__Bounding-box records__:
=====

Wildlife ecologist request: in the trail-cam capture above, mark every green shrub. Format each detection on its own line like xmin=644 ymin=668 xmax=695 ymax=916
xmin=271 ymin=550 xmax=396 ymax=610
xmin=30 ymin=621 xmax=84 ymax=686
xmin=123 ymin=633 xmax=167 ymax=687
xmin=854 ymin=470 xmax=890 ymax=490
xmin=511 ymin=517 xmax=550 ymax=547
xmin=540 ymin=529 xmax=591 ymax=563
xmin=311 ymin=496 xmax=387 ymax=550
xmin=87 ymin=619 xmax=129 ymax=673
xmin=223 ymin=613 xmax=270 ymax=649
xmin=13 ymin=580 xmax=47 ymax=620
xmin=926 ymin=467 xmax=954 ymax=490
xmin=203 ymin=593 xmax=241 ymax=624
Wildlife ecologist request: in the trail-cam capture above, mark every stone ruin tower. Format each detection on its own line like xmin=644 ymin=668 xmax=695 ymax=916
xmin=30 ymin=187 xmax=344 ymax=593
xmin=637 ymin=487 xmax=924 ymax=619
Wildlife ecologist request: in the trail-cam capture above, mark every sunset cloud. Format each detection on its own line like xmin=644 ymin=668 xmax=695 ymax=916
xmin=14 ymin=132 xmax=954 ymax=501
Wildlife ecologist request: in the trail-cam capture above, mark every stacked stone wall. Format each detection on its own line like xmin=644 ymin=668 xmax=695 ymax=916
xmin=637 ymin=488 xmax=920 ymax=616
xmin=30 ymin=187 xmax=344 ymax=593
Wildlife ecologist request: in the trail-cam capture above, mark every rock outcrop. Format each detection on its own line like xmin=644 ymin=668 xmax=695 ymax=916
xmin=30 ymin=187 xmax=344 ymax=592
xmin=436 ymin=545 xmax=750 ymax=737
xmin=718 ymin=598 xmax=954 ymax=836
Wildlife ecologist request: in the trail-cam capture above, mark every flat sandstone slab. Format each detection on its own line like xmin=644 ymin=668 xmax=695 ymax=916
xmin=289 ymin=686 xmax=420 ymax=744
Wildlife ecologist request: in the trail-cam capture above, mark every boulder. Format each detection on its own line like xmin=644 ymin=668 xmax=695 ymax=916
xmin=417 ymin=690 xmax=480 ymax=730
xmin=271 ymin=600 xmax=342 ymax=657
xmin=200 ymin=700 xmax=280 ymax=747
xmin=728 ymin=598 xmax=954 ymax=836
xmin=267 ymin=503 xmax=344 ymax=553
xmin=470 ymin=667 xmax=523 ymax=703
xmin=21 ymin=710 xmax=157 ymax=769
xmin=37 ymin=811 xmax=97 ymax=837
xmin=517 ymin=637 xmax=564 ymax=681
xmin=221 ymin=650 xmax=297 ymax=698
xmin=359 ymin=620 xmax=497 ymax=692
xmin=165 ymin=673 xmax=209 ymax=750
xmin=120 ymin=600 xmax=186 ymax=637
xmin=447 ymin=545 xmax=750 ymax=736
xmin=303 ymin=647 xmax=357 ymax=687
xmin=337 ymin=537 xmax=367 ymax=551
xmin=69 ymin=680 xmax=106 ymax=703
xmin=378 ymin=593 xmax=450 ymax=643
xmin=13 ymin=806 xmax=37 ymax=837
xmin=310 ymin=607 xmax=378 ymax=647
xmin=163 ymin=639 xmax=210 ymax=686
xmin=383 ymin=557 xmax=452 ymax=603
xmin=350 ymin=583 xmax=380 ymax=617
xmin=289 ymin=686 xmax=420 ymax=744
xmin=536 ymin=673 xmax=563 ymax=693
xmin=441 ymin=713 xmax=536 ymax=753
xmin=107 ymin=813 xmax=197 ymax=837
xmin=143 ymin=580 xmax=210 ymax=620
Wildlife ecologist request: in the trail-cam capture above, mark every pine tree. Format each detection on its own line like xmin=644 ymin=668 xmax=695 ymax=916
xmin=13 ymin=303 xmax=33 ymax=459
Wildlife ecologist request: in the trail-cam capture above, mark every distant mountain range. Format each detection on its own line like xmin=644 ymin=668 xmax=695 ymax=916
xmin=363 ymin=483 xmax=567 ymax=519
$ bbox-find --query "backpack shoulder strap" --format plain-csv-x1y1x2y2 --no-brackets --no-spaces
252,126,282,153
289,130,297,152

=====

__INSTRUCTION__:
Format every line of the material above as a Markdown table with two columns, Row and Line. Number the rows in order and skip any blank lines.

__WRITTEN RESPONSE__:
| Row | Line |
|---|---|
| 1 | Wildlife ecologist request: in the trail-cam capture above, mark every green shrub. Format each detection on its own line like xmin=644 ymin=668 xmax=695 ymax=916 |
| 2 | xmin=271 ymin=550 xmax=396 ymax=610 |
| 3 | xmin=30 ymin=621 xmax=84 ymax=686 |
| 4 | xmin=123 ymin=633 xmax=167 ymax=687 |
| 5 | xmin=854 ymin=470 xmax=890 ymax=490 |
| 6 | xmin=511 ymin=517 xmax=550 ymax=547 |
| 7 | xmin=540 ymin=529 xmax=591 ymax=563 |
| 8 | xmin=311 ymin=496 xmax=387 ymax=550 |
| 9 | xmin=87 ymin=619 xmax=129 ymax=673 |
| 10 | xmin=223 ymin=613 xmax=270 ymax=649 |
| 11 | xmin=13 ymin=580 xmax=47 ymax=620 |
| 12 | xmin=926 ymin=467 xmax=954 ymax=490 |
| 13 | xmin=203 ymin=593 xmax=241 ymax=624 |
| 14 | Wildlife ecologist request: in the trail-cam capture above, mark every stone ruin tower. Format each detection on its own line like xmin=644 ymin=668 xmax=695 ymax=916 |
| 15 | xmin=30 ymin=187 xmax=344 ymax=593 |
| 16 | xmin=637 ymin=487 xmax=924 ymax=619 |
| 17 | Wildlife ecologist request: in the trail-cam capture above, mark every sunset cloud. Format each detection on its own line like xmin=644 ymin=668 xmax=695 ymax=916 |
| 18 | xmin=14 ymin=132 xmax=954 ymax=501 |
| 19 | Wildlife ecologist request: in the trail-cam capture above, mark every stacked stone wall. Format each detection on its own line like xmin=644 ymin=668 xmax=695 ymax=916 |
| 20 | xmin=637 ymin=488 xmax=920 ymax=616 |
| 21 | xmin=30 ymin=187 xmax=344 ymax=593 |
| 22 | Wildlife ecologist request: in the trail-cam capture above, mark every rock outcrop. Format each detection on its own line like xmin=644 ymin=668 xmax=695 ymax=916 |
| 23 | xmin=30 ymin=187 xmax=344 ymax=592 |
| 24 | xmin=436 ymin=545 xmax=750 ymax=737 |
| 25 | xmin=718 ymin=598 xmax=954 ymax=836 |
| 26 | Wildlife ecologist request: in the trail-cam capture above, mark every flat sandstone slab. Format each detection on its own line like xmin=644 ymin=668 xmax=695 ymax=916 |
| 27 | xmin=289 ymin=686 xmax=420 ymax=744 |
| 28 | Wildlife ecologist request: in the trail-cam capture above, mark every boulder. Format each detection on its own line like xmin=644 ymin=668 xmax=695 ymax=916 |
| 29 | xmin=417 ymin=690 xmax=480 ymax=730 |
| 30 | xmin=271 ymin=600 xmax=342 ymax=657 |
| 31 | xmin=200 ymin=700 xmax=280 ymax=747 |
| 32 | xmin=728 ymin=598 xmax=954 ymax=836 |
| 33 | xmin=267 ymin=503 xmax=344 ymax=553 |
| 34 | xmin=470 ymin=667 xmax=523 ymax=703 |
| 35 | xmin=21 ymin=710 xmax=157 ymax=769 |
| 36 | xmin=37 ymin=811 xmax=97 ymax=837 |
| 37 | xmin=517 ymin=637 xmax=564 ymax=681 |
| 38 | xmin=221 ymin=650 xmax=297 ymax=698 |
| 39 | xmin=359 ymin=620 xmax=497 ymax=692 |
| 40 | xmin=165 ymin=673 xmax=209 ymax=750 |
| 41 | xmin=120 ymin=600 xmax=186 ymax=637 |
| 42 | xmin=447 ymin=545 xmax=750 ymax=736 |
| 43 | xmin=303 ymin=647 xmax=357 ymax=687 |
| 44 | xmin=337 ymin=537 xmax=367 ymax=551 |
| 45 | xmin=69 ymin=680 xmax=106 ymax=703 |
| 46 | xmin=378 ymin=593 xmax=450 ymax=643 |
| 47 | xmin=13 ymin=806 xmax=37 ymax=837 |
| 48 | xmin=310 ymin=607 xmax=378 ymax=647 |
| 49 | xmin=163 ymin=639 xmax=210 ymax=686 |
| 50 | xmin=383 ymin=557 xmax=452 ymax=603 |
| 51 | xmin=350 ymin=583 xmax=380 ymax=617 |
| 52 | xmin=289 ymin=686 xmax=420 ymax=744 |
| 53 | xmin=536 ymin=673 xmax=563 ymax=693 |
| 54 | xmin=441 ymin=713 xmax=536 ymax=753 |
| 55 | xmin=107 ymin=813 xmax=197 ymax=837 |
| 56 | xmin=143 ymin=580 xmax=210 ymax=620 |
| 57 | Wildlife ecologist request: in the trail-cam capture above, mark every pine tree. Format each detection on its own line like xmin=644 ymin=668 xmax=695 ymax=916 |
| 58 | xmin=13 ymin=303 xmax=33 ymax=459 |
| 59 | Wildlife ecologist request: in the trail-cam capture above, mark every distant mountain range. Format each detection on its own line like xmin=644 ymin=668 xmax=695 ymax=916 |
| 60 | xmin=363 ymin=483 xmax=567 ymax=519 |
| 61 | $ bbox-find --query "backpack shoulder strap" --format plain-csv-x1y1x2y2 --no-brackets --no-spaces |
| 62 | 252,126,282,153 |
| 63 | 289,130,297,152 |